Reproduce the listing below word for word, with every line unchanged and in its original order.

— start Recorded information —

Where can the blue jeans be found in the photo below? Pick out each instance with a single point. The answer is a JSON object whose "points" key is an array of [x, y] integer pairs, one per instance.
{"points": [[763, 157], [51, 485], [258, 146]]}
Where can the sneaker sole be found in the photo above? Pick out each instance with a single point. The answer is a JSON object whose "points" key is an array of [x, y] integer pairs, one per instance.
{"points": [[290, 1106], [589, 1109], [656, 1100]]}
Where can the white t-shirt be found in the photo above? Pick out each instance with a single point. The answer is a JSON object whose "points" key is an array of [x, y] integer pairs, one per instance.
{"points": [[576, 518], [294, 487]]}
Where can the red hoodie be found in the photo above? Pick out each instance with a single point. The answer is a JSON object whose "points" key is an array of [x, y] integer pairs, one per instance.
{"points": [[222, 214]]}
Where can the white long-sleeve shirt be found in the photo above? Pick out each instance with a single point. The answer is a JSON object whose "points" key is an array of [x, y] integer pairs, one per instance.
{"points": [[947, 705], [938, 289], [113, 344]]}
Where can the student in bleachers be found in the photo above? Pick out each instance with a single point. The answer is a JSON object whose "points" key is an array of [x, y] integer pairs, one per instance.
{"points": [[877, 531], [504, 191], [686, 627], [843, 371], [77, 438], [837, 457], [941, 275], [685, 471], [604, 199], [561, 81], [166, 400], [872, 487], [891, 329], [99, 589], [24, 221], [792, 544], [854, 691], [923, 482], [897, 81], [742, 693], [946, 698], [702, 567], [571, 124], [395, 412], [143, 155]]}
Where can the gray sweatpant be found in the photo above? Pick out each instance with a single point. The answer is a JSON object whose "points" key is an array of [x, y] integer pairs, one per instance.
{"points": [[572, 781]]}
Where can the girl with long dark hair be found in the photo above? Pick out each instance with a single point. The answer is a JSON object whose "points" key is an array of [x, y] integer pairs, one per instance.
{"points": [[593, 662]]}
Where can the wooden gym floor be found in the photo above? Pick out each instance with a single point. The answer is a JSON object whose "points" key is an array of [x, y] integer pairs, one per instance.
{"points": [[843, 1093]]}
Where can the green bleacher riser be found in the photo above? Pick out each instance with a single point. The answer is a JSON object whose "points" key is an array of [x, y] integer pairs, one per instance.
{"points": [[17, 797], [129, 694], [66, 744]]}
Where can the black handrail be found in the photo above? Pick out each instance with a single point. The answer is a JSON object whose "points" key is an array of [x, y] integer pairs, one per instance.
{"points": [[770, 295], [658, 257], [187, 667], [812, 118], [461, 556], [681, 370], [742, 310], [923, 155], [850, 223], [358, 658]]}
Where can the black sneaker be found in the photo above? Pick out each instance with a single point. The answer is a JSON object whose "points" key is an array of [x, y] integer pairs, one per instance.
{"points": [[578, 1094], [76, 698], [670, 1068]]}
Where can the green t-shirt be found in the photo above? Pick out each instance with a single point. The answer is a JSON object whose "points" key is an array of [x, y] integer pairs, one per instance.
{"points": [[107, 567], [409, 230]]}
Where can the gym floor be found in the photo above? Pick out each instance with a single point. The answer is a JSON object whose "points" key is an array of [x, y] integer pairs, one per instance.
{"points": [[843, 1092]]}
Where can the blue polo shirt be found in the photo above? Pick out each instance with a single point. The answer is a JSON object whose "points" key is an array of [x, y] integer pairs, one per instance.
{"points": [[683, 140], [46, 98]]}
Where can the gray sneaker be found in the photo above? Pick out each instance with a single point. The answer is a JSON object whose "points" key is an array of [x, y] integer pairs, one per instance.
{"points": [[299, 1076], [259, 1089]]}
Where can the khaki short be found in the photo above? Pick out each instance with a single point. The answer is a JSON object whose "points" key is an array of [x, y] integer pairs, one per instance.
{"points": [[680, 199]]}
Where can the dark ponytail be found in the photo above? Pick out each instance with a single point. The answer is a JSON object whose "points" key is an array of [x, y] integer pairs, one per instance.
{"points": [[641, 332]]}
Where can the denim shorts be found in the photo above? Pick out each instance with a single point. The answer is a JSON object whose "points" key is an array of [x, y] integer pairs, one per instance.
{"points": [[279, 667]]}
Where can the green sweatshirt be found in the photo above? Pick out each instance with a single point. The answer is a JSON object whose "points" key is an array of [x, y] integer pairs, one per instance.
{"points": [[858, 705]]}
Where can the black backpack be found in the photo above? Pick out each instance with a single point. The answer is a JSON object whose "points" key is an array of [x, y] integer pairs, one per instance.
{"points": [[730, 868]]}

— end Recorded information —

#### [Task response]
Where can the blue jeans be found in the photo below? Pick out each instance with a single point. The answer is a JSON object whose "points" key is an array of [x, y] integer pairs, one per instance.
{"points": [[763, 157], [51, 485], [258, 146]]}
Where can the sneaker sole be found in the photo above? Pick out each instance with a single point. The answer is a JSON object whose "points" key is an array of [x, y] integer pairs, one per instance.
{"points": [[290, 1106], [589, 1109], [656, 1100]]}
Where can the white t-shirt be found in the photo above? Pick out each instance with a single point. The answer is a JSON object whose "points" key is an array of [x, y] integer pairs, one per instance.
{"points": [[576, 518], [294, 487]]}
Where can the red hoodie be found in the photo above? Pick out each instance with a single point. The answer is a JSON object whose "points" key is an array of [x, y] integer pairs, one per instance.
{"points": [[222, 214]]}
Where can the white long-sleeve shirt be found in the photo above? Pick out each instance with a single point. The answer is a JSON object whose "points" key is an array of [x, y] integer pairs, one per instance.
{"points": [[947, 705], [938, 289], [113, 344]]}
Where can the student in bleachers be found in the photo above? Pick out each instance with a single point. The answer is a JSON object whose "points" key is an array of [x, y] integer pairs, one per instance.
{"points": [[877, 531], [504, 191], [686, 627], [843, 371], [77, 438], [837, 457], [941, 275], [685, 471], [604, 199], [561, 81], [166, 400], [872, 487], [891, 329], [99, 589], [24, 221], [792, 544], [854, 691], [923, 482], [897, 81], [742, 693], [946, 698], [702, 567], [571, 124], [395, 412], [143, 155]]}
Where can the gray sweatpant be found in the photo above? Pick out each instance with a single point. The answer is a JSON object whose "points" key is an array of [x, y] integer pairs, one per instance.
{"points": [[572, 781]]}
Where can the girl with long dark hair be found in the photo above? Pick out each instance with a single point. The answer is a JSON object whose "points" key is an array of [x, y] integer pairs, one per instance.
{"points": [[593, 662]]}
Where can the wooden gym floor be found in the photo above? Pick out each instance with a single point. The answer is a JSON object whose "points" key is an array of [x, y] integer pairs, one per instance.
{"points": [[843, 1093]]}
Where can the green bleacher riser be found in the photo above? Pick out each instance with a single point. The answer is a JSON object whose "points" key is an array of [x, y] integer pairs, one per instance.
{"points": [[17, 797], [129, 694], [66, 744]]}
Where can the black handrail be found in the photo above? Pick out each instance with a single point. The answer is a JSON object whose "points" key is an array of [x, y] integer pairs, one per instance.
{"points": [[770, 295], [658, 257], [187, 667], [812, 118], [461, 556], [681, 370], [742, 310], [923, 155], [850, 223], [358, 658]]}
Where can the black sneaker be found in the photo above? Pick out each instance with a single point. The answer is a JSON object whose "points" key is an array of [x, y] integer pairs, one per instance.
{"points": [[578, 1094], [76, 698], [670, 1068]]}
Where can the green t-shirt be found in the photo above? Pick out each instance with a single point. The answer is a JSON object whose "points" key is an array of [x, y] integer pairs, one per instance.
{"points": [[107, 567], [409, 230]]}
Where can the gym floor be found in the photo above? Pick out each instance with a single point. The answer is a JSON object whose "points" key is an array of [x, y] integer pairs, one per instance.
{"points": [[843, 1092]]}
Where can the blue polo shirt be found in the photo above? Pick out each instance with a single point. The answer is a JSON object whose "points" key is an array of [x, y] integer pairs, one per instance.
{"points": [[683, 140], [46, 98]]}
Where can the gray sneaker be found in the photo above? Pick out each instance with a single point. The answer is a JSON object whose "points" key is an array of [x, y] integer pairs, one per instance.
{"points": [[299, 1076], [259, 1089]]}
Where can the khaki short be found in the photo above? Pick out each instance with a single point. The answer is a JSON object whose "points" key is an array of [x, y] integer pairs, one per instance.
{"points": [[680, 199]]}
Where can the dark ponytail be found in the photo above? Pick out each instance with a single point. The answer is a JSON object whose "points" key is an array of [x, y] integer pairs, one per instance.
{"points": [[641, 332]]}
Where can the denim shorts be found in the photo above? Pick out each instance with a single point. The answer is a JSON object whose "points" key is an array of [x, y] integer pairs, one per instance.
{"points": [[279, 667]]}
Where can the green sweatshirt be found in the photo above? Pick out each instance with a single point. The answer is a JSON object whose "points" key is an array of [x, y] integer pairs, one per instance.
{"points": [[858, 705]]}
Where can the black backpack be found in the photo above? Pick out each instance with a single point. The answer is a JSON object whose "points" key is an array of [x, y] integer pairs, one per instance.
{"points": [[730, 868]]}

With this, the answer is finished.